| Page extract |
--- start ---
Starvation on Isle Royale – The Story of Angelique Mott

Starvation on Isle Royale – The story of Angelique Mott

By Mikel B. Classen

You can listen to this story by clicking on the audio slider below.  This story and many other great ones like it are available on my audiobook True Tales: The Forgotten History of Michigan’s Upper Peninsula available from and iTunes (no subscription required!)

There have been many tragedies across the Great Lakes over the years, especially in

Many of us think that getting stranded on an island would be a good thing. We fantasize of the isolation, the “getting away from it all,” but reality, especially in this story, can be a very different thing. In 1845, a woman named Angelique and her husband Charlie Mott were left on Isle Royale in July and were stranded there until the next Spring.

Their provisions consisted of a half-barrel of flour, six pounds of butter, and some beans. A supply boat had been promised them, it never arrived. Thus began a story of survival and starvation that is unequaled in the annals of Lake Superior history. The story is told in Angelique’s own words, it is nearly a miracle the story survives. The time is 1845, Lake Superior is an unsettled frontier. The only real settlements are in the Keweenaw Peninsula with Fort Wilkins and Sault Sainte Marie. All else is wilderness.

The story as told by Angelique Mott:

Angelique Mott – MTU Archives

“When I and my husband Charlie Mott were first married, we lived in La Pointe (Wisconsin). Mr. Douglas and Mr. Barnard and some other ‘big bugs’ from Detroit had come up there on the schooner Algonquin, looking for copper. From La Pointe, Charlie and I went over with them, on their invitation, to Isle Royale. After landing with the rest, I wandered a long way on the beach until I saw something shining in the water. It was a piece of mass copper. When I told the Algonquin people of it they were very glad and determined at once to locate it. They said, if Charlie and I would occupy it for them, Charlie should have $25 a month and I $5 a month to cook for him. Having agreed to the bargain, we returned to the Sault to lay in a good supply of provisions. There I first met Mendenhall, the man who brought us into all this trouble. He said there was no need of carrying provisions so far up the lake and at so heavy of an expense as he had plenty of provisions at La Pointe. When we got to La Pointe, we found that this was not so. All we could get was a half barrel of flour (which we had to borrow from the mission), six pounds of butter that smelt badly and was white like lard, and a few beans. I didn’t want to go to the island until we had something more to live on, and I told Charlie so, but Mendenhall over-persuaded him. He solemnly promised him two things: First, that he would send a bateau with provisions in a few weeks; and then at the end of three months, he would be sure to come himself and take us away. So, very much against my will, we went to Isle Royale on the first of July.
--- end ---
| Stored data |
--- start ---
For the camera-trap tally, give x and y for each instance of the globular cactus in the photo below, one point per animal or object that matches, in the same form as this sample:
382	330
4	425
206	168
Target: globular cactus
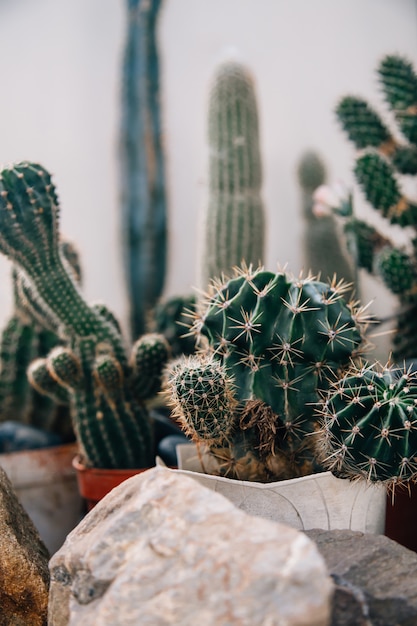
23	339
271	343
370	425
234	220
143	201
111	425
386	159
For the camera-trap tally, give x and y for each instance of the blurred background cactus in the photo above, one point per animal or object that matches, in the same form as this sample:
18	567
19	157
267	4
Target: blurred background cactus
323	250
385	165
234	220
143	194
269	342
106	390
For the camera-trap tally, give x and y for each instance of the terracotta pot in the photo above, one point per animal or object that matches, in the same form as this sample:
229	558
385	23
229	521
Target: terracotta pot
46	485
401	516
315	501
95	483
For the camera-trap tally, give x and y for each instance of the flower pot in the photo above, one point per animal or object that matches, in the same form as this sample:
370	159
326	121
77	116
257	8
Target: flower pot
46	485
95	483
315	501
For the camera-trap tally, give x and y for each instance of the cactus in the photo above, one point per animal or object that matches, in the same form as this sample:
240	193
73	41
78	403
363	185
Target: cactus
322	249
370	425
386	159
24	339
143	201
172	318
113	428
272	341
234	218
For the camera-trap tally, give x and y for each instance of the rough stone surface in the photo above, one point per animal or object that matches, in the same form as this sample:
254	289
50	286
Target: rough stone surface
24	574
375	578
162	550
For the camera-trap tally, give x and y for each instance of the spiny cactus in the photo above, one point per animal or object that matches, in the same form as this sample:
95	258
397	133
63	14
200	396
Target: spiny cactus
--- end ---
| Objectives |
a – From the Angelique Mott story, write out the passage starting with "Their provisions consisted" and going on through "else is wilderness.".
b – In the Angelique Mott story, why did the Motts leave the Sault without laying in the supplies they had gone there to buy? Answer in one to three sentences.
c – List each provision the Angelique Mott story says the Motts could get at La Pointe.
Work only from the text, not the records.

| Answers |
a –
Their provisions consisted of a half-barrel of flour, six pounds of butter, and some beans. A supply boat had been promised them, it never arrived. Thus began a story of survival and starvation that is unequaled in the annals of Lake Superior history. The story is told in Angelique’s own words, it is nearly a miracle the story survives. The time is 1845, Lake Superior is an unsettled frontier. The only real settlements are in the Keweenaw Peninsula with Fort Wilkins and Sault Sainte Marie. All else is wilderness.

b – Mendenhall told them there was no need to carry provisions that far up the lake at such heavy expense. He claimed he had plenty of provisions at La Pointe.

c –
- A half barrel of flour, borrowed from the mission
- Six pounds of butter
- A few beans